(Records excerpted from a collection)
####

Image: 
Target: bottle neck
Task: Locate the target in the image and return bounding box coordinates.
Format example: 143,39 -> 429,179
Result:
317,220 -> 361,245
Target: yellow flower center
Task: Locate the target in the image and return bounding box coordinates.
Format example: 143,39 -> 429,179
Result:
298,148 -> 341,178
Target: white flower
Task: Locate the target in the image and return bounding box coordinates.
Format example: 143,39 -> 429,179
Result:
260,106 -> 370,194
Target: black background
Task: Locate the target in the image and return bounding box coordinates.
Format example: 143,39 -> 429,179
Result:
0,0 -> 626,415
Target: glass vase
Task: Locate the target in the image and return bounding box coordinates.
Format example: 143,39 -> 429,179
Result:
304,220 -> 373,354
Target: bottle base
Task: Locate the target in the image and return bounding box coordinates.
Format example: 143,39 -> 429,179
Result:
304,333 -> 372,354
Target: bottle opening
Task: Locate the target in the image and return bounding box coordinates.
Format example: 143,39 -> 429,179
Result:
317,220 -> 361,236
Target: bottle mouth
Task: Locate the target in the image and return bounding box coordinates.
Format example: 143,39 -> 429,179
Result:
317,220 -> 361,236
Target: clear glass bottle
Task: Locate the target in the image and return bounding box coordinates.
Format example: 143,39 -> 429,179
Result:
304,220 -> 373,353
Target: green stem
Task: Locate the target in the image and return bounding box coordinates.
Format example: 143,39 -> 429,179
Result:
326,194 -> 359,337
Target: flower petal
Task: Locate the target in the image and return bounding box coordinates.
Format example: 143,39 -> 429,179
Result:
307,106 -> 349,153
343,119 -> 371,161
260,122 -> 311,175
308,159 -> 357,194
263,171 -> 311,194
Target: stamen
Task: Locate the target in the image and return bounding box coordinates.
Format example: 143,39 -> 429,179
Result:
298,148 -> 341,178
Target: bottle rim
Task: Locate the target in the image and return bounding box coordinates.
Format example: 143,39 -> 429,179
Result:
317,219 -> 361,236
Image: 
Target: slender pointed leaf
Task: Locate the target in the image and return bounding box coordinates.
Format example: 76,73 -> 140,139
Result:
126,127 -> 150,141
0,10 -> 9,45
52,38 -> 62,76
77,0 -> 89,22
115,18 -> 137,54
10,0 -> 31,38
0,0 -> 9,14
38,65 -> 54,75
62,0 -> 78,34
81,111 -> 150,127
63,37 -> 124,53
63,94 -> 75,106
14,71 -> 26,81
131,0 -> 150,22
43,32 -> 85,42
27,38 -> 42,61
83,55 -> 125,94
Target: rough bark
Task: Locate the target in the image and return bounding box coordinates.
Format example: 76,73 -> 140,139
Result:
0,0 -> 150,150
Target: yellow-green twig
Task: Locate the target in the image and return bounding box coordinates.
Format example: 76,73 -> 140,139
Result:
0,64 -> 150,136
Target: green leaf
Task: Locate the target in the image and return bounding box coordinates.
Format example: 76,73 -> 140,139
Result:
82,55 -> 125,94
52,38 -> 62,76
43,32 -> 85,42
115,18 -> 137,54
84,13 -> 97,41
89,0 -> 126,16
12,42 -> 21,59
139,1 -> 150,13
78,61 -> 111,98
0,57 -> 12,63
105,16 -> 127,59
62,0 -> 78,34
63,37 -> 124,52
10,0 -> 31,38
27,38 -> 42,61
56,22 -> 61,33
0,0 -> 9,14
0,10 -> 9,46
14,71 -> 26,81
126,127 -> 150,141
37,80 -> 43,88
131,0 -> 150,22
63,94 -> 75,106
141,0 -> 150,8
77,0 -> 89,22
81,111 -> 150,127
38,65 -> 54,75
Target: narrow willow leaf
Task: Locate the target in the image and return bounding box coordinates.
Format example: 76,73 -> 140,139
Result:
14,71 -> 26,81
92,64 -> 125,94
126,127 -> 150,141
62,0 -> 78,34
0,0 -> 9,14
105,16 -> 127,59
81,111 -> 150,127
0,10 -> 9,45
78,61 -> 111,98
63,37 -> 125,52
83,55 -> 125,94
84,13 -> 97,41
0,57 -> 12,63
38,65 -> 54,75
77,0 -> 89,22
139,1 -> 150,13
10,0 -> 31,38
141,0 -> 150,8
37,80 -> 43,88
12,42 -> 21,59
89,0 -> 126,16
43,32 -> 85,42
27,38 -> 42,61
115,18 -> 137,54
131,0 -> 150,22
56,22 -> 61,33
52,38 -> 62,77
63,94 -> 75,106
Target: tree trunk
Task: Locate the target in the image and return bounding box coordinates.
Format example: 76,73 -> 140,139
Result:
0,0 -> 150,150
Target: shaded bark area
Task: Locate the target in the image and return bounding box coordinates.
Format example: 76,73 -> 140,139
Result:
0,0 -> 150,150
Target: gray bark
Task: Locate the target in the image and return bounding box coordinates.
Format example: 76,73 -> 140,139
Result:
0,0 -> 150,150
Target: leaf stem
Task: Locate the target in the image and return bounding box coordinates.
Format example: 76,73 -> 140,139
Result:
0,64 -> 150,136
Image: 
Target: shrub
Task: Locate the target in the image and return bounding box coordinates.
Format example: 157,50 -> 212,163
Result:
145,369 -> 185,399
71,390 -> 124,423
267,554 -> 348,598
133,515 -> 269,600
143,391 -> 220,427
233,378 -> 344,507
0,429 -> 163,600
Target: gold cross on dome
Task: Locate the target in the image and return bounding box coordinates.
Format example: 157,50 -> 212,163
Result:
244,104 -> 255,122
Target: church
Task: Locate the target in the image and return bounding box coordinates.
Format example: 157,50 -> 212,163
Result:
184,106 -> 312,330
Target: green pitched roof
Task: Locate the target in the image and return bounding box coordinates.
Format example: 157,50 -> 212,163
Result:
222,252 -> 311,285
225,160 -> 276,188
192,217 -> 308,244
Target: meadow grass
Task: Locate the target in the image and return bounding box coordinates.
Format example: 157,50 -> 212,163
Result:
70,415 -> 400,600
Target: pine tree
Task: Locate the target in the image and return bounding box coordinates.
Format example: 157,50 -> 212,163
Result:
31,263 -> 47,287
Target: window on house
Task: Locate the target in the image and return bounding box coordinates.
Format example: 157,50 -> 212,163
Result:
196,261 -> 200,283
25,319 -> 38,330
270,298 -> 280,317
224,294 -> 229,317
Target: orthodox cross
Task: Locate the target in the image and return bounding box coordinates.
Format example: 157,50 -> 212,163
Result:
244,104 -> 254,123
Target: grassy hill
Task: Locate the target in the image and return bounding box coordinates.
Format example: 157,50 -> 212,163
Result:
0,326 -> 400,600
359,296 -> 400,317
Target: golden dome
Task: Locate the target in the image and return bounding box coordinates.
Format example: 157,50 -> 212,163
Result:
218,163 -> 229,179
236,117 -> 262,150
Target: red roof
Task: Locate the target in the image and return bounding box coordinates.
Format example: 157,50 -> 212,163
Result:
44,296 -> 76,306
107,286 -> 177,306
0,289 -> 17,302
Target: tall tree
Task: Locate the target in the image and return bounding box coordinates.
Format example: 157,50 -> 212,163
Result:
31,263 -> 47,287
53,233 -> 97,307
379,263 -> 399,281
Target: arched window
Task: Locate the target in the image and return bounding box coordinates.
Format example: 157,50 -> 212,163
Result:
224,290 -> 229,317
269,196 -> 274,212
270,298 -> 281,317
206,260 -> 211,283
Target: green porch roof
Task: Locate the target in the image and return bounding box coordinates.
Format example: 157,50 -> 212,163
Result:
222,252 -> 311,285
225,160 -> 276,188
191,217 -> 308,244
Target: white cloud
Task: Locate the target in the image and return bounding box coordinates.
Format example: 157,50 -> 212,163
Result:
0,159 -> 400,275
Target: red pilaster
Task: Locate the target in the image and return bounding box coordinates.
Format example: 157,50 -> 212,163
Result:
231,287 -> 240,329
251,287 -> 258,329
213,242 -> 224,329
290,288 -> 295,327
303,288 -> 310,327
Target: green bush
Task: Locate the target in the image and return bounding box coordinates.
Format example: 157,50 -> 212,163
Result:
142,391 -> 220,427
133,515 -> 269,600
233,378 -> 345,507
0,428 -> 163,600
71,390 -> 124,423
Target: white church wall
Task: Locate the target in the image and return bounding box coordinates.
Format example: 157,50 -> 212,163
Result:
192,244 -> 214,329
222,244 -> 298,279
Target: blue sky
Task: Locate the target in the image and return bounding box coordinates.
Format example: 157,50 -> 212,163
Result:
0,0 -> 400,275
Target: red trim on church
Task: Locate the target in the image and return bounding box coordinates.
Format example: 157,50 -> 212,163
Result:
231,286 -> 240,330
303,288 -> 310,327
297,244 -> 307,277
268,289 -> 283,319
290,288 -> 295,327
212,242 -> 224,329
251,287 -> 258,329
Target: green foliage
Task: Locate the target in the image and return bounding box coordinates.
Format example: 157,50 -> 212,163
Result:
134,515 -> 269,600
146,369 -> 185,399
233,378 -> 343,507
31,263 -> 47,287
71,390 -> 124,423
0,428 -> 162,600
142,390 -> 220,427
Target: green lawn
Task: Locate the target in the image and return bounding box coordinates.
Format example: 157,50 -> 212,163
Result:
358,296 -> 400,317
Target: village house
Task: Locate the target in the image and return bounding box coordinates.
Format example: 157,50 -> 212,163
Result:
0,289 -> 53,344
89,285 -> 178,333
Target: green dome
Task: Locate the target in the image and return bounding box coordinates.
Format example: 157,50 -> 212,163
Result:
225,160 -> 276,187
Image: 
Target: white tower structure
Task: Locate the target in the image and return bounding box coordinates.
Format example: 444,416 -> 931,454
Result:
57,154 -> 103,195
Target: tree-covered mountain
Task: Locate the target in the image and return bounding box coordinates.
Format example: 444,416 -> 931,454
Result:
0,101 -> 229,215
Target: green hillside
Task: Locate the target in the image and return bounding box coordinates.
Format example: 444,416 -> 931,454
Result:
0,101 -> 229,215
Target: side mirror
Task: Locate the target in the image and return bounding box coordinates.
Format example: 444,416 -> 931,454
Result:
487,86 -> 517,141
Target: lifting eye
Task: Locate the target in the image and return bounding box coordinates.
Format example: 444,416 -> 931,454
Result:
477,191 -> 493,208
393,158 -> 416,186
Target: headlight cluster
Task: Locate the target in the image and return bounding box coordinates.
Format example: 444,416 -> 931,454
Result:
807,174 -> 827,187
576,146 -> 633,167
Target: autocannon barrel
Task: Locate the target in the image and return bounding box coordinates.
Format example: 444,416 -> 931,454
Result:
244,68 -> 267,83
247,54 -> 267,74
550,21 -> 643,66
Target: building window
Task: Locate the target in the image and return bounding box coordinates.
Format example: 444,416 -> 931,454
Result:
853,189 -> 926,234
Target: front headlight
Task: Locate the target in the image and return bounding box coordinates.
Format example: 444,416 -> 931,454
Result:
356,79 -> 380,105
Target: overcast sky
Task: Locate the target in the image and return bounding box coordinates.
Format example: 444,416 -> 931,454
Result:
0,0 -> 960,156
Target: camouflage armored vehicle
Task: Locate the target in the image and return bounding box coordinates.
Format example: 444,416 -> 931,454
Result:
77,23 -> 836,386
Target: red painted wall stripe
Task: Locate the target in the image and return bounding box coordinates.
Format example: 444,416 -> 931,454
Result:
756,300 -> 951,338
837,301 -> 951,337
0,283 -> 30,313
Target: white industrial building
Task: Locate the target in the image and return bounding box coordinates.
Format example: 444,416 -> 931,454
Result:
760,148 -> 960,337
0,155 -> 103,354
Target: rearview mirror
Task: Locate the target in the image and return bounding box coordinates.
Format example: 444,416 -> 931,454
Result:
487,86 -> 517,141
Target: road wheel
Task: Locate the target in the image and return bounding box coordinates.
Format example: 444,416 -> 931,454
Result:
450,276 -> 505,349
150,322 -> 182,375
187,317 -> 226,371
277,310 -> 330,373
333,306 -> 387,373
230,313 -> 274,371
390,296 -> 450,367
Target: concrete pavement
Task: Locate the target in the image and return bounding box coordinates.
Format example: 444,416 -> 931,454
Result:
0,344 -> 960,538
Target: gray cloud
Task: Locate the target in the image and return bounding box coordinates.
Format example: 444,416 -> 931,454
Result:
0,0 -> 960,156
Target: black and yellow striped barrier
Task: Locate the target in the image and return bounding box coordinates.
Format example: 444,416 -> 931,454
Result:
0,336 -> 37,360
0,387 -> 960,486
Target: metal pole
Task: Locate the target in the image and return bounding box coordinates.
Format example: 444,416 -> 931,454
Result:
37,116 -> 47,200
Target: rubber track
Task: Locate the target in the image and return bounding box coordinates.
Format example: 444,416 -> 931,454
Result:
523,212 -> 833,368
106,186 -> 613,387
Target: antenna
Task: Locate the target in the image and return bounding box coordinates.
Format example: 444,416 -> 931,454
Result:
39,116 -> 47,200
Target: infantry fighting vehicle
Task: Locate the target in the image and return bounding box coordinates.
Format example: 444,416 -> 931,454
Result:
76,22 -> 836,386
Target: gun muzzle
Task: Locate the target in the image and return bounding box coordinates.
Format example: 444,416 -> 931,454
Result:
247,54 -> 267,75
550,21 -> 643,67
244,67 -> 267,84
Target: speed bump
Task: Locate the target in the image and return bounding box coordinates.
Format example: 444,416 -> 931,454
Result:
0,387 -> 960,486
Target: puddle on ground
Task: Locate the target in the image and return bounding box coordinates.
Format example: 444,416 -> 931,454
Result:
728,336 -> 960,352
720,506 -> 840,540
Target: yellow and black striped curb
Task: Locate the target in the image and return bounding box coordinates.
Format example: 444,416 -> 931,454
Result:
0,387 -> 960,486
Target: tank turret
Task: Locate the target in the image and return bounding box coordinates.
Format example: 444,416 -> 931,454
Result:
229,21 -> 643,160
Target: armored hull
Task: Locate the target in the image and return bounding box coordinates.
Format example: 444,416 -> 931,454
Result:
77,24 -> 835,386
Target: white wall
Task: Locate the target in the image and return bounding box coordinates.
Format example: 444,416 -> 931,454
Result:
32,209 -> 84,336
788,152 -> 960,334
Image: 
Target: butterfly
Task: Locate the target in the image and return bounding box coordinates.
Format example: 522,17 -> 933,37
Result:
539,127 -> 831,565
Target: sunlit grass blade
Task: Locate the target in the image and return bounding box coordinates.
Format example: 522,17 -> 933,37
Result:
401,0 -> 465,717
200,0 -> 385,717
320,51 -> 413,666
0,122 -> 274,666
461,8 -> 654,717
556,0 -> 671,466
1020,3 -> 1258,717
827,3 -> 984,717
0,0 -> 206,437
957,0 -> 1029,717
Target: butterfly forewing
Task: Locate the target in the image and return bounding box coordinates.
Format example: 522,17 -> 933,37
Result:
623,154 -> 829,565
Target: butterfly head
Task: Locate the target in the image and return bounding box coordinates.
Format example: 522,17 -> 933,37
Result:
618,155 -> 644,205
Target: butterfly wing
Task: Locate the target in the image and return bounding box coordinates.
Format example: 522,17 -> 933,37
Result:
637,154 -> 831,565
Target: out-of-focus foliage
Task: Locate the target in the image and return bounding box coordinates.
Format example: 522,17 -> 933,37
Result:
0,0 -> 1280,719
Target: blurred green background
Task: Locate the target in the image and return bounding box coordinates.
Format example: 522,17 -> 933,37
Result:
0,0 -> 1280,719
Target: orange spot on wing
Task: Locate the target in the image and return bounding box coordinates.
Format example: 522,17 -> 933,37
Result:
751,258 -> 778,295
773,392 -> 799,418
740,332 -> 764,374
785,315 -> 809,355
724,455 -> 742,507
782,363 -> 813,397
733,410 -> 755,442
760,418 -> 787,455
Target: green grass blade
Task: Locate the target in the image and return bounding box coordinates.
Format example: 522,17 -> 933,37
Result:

####

_GIVEN PROBLEM_
Copy the records above word for word, starting with the line that contains "Target: tank turret" and going on through the final line of the records.

_TASK SOLUTION_
Target: tank turret
Task: Locate the target in the image and return bounding box coordinates.
Format example: 444,416 -> 931,454
Result:
229,21 -> 643,160
Target: armored hull
Task: Locate the target in the image and return bounding box coordinates.
Format example: 444,416 -> 931,454
Result:
77,24 -> 835,386
Target: white wall
Task: Locate the target in the image and return bounding box coordinates.
Format example: 444,416 -> 931,454
Result:
32,209 -> 84,336
788,152 -> 960,334
Image: 
Target: butterfly
Task: Locate the target in the image and return bounding box coordinates.
Format example: 522,17 -> 933,37
Result:
539,127 -> 831,565
Target: sunlit grass blade
Task: Locate the target in the image and return bounding box coordinates.
Format example: 522,17 -> 933,37
Result:
401,0 -> 465,717
200,0 -> 385,717
320,51 -> 413,666
0,122 -> 274,666
461,8 -> 654,717
556,0 -> 671,466
1020,3 -> 1258,717
827,3 -> 984,717
0,0 -> 206,437
957,0 -> 1029,717
Target: butterfly forewing
Task: Locate the target in the image and return bounding box coordinates.
Format example: 522,17 -> 933,37
Result:
623,154 -> 829,565
Target: butterfly head
Task: Locate the target in the image and return bounding box coordinates.
Format example: 522,17 -> 933,37
Result:
618,155 -> 644,205
Target: butterfly wing
Task: Locate the target in the image and return bounding box coordinates.
Format example: 522,17 -> 933,37
Result:
637,154 -> 831,565
Target: out-of-focus foliage
Task: Locate the target in the image and return bounding box coordinates.
Format example: 522,17 -> 933,37
Result:
0,0 -> 1280,719
Target: blurred green background
Task: Locate the target in the image and return bounding box coordinates.
Format example: 522,17 -> 933,37
Result:
0,0 -> 1280,719
Target: orange spot on wing
Task: Locate the target in the image and return bounding box coordinates.
Format example: 522,17 -> 933,37
Result:
751,258 -> 778,295
773,392 -> 799,418
740,332 -> 764,374
785,315 -> 809,355
724,455 -> 742,507
782,363 -> 813,397
733,410 -> 755,442
760,418 -> 787,455
Target: green grass blade
Task: Locate the target in the image and return bounding box coordinates.
Format example: 522,17 -> 933,37
Result:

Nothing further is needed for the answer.